Melitone fu un celebre pastore della Chiesa del II secolo. Governando con grande abilità, si sforzò di raccogliere tutti i libri della Sacra Scrittura in un unico Codice. Con la sua mitezza e pietà, Melitone si adoperò nuovamente per riportare la pace nella Chiesa di Laodicea, persa per la controversia sulla celebrazione della Pasqua (Festa della Risurrezione). Inoltre, difese il cristianesimo contro i pagani. Si recò a Roma intorno al 170 d.C. e presentò all’imperatore Marco Aurelio un’Apologia (difesa) della fede e della Chiesa cristiana. San Melitone, quest’uomo colto, pio e zelante, morì serenamente nel Signore nell’anno 177 d.C.

  1. VENERABILE PROCOPIO, IL CECO

Procopio nacque a Hotish, nell’odierna Repubblica Ceca. Fu ordinato sacerdote e si ritirò su una montagna per vivere secondo il modello degli eremiti orientali. Il duca (Herceg) Ulrich si imbatté casualmente in Procopio e lo aiutò a fondare il monastero di San Giovanni il Precursore presso il fiume Sazava. Questo sant’uomo morì nell’anno 1053 d.C.

○ ○ ○ ○

## COMPITI
1 > Riscrivi per favore in forma di elenco puntato il paragrafo del brano sui santi che inizia con "Melitone fu un celebre pastore", mantenendone i fatti principali.
2 > Riprendi il brano sui santi dopo la sua ultima frase e proseguilo.

○ ○ ○ ○

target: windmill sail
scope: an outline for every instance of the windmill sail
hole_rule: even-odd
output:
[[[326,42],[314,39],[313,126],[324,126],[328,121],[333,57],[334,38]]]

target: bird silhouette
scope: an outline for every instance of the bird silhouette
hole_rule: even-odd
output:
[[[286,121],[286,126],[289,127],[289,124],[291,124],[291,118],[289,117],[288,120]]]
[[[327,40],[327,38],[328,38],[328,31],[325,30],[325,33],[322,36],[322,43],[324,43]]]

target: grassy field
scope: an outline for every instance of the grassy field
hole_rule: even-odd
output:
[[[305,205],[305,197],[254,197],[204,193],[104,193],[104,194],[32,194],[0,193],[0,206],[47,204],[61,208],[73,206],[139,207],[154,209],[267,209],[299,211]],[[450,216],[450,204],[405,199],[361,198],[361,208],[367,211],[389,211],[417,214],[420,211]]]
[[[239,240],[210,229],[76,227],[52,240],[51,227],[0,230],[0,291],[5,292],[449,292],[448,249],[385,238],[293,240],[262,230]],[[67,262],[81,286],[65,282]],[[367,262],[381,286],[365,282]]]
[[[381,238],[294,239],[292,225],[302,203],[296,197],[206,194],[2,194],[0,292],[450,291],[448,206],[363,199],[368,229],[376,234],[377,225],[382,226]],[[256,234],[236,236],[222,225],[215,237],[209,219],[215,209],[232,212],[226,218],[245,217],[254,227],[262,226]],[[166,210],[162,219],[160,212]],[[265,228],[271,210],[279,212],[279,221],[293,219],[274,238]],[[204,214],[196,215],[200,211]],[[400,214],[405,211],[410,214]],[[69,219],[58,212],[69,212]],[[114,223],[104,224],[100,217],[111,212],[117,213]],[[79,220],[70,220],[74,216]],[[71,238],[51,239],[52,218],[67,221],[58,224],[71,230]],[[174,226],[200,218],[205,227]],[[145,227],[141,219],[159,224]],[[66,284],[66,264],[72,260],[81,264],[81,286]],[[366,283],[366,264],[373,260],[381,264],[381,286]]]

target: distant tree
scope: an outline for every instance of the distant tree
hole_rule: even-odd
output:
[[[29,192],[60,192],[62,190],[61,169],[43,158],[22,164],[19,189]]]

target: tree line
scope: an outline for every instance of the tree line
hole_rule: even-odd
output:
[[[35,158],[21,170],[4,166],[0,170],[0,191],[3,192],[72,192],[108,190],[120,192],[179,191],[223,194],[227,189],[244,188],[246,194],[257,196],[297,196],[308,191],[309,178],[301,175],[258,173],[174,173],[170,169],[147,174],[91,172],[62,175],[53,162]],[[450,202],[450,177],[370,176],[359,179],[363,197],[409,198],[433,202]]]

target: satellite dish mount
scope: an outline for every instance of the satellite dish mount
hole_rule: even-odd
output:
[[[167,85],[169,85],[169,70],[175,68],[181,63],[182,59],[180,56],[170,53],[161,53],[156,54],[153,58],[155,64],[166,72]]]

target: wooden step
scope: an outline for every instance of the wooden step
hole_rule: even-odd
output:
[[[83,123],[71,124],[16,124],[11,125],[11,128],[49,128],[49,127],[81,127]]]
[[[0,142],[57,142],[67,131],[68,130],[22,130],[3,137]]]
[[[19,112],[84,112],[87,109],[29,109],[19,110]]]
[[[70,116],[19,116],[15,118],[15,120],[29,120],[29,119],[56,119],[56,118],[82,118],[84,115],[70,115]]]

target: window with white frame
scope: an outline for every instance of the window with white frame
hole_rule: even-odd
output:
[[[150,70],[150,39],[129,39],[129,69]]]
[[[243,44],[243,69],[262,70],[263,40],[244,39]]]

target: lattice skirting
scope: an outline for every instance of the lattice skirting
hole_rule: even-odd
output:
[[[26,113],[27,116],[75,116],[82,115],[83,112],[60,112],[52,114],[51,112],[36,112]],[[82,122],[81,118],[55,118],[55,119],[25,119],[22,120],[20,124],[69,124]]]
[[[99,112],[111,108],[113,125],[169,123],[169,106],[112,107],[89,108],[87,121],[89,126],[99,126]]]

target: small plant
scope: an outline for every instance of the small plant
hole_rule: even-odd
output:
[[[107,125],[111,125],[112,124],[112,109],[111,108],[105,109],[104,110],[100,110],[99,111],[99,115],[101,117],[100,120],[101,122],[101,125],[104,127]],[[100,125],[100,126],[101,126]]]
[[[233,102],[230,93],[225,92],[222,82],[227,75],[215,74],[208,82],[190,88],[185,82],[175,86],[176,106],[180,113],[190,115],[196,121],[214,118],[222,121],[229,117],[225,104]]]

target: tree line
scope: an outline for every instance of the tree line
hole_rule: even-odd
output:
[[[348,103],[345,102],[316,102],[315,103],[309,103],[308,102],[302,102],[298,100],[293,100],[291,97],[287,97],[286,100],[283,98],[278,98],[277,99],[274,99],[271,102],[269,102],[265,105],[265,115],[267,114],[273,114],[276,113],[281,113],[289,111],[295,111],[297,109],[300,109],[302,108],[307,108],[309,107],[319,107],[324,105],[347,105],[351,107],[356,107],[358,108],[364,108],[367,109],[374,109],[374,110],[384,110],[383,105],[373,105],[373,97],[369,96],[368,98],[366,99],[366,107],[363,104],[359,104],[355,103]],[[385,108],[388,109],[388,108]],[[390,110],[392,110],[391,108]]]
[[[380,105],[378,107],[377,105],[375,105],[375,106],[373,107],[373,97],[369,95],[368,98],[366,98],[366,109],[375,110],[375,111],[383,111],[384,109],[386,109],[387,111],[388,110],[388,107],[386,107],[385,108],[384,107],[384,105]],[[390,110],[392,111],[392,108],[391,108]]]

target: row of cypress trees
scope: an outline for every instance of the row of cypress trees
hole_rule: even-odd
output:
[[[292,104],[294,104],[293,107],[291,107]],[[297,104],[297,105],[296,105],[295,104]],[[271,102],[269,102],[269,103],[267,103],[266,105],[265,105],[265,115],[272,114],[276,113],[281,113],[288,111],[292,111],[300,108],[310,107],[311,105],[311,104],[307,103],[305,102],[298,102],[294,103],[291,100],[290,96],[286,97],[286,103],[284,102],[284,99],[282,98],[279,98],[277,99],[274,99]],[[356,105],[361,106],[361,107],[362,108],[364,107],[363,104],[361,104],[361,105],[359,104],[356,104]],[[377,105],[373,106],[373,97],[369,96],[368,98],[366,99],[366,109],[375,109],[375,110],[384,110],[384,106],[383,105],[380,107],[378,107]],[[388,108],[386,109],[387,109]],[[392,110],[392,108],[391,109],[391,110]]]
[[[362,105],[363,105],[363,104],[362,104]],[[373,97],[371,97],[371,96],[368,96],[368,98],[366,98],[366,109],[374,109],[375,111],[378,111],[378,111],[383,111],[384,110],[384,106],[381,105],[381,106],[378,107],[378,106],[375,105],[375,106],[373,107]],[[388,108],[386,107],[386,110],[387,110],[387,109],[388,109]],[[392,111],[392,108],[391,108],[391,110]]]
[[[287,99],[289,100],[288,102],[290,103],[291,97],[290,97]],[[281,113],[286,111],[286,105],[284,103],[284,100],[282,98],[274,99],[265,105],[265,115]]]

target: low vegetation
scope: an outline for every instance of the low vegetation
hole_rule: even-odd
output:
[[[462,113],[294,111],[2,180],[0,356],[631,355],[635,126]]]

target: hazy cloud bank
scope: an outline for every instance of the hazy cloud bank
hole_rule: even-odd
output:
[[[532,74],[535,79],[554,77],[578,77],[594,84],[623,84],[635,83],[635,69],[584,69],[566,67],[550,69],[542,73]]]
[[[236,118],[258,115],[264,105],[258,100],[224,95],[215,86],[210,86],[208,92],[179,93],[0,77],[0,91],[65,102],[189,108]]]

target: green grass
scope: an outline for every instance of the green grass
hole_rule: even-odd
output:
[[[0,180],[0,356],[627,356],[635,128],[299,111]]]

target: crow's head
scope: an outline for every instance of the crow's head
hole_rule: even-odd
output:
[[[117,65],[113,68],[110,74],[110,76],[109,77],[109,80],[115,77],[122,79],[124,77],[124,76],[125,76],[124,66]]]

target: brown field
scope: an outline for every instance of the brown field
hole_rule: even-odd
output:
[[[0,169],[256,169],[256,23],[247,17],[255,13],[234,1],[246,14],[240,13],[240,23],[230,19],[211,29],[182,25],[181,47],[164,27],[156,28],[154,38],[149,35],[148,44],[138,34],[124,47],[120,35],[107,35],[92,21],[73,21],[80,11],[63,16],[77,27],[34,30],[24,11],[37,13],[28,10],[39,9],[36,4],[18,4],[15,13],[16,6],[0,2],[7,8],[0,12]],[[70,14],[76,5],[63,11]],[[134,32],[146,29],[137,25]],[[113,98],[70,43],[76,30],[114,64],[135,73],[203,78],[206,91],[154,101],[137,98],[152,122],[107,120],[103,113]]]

○ ○ ○ ○

## RISPOSTE IN ORDINE
1 >
- Melitone fu un celebre pastore della Chiesa del II secolo.
- Cercò di riunire tutti i libri della Sacra Scrittura in un unico Codice.
- Si impegnò a riportare la pace nella Chiesa di Laodicea, perduta per la controversia sulla celebrazione della Pasqua.
- Difese il cristianesimo contro i pagani.
- Intorno al 170 d.C. andò a Roma e presentò all'imperatore Marco Aurelio un'Apologia della fede e della Chiesa cristiana.
- Morì serenamente nel 177 d.C.

2 >
Inno di lode
SANTA MARIA L’EGIZIANA

Penitente meravigliosa, tormentatrice di se stessa,
Maria si è nascosta dal volto degli uomini.
Oh sì, me peccatore,
dalla passione, oscurato.
Le passioni sono bestie che divorano il nostro cuore,
in noi come serpenti, segretamente fanno il nido.
Oh sì, me peccatore,
dalla passione consumato!
Per salvare i peccatori hai sofferto, o Cristo,
Ora, non disprezzare me impuro!
Ascolta il grido di Maria,
di tutti, la più peccatrice!
Il Signore ha avuto compassione, ha guarito Maria,
La sua anima oscurata, Egli ha imbiancato come neve.
Grazie a Te, o Tutto-Buono,
Oh Signore, carissimo!
Un vaso impuro Tu hai purificato,
con l’oro l’hai indorato,
l’hai riempito fino a traboccare della Tua grazia.
Questa è la vera misericordia,
A te, o Dio, sia gloria!
E Maria divenne raggiante di Spirito
Come un angelo di Dio, con la sua forza,
Per la tua potenza, o Cristo
Misericordia, purissima!
Cosa c’è di così profumato nella natura selvaggia,
come un buon incenso in uno scrigno del tempio?
Quello che Maria respira.
Con la santità che emana!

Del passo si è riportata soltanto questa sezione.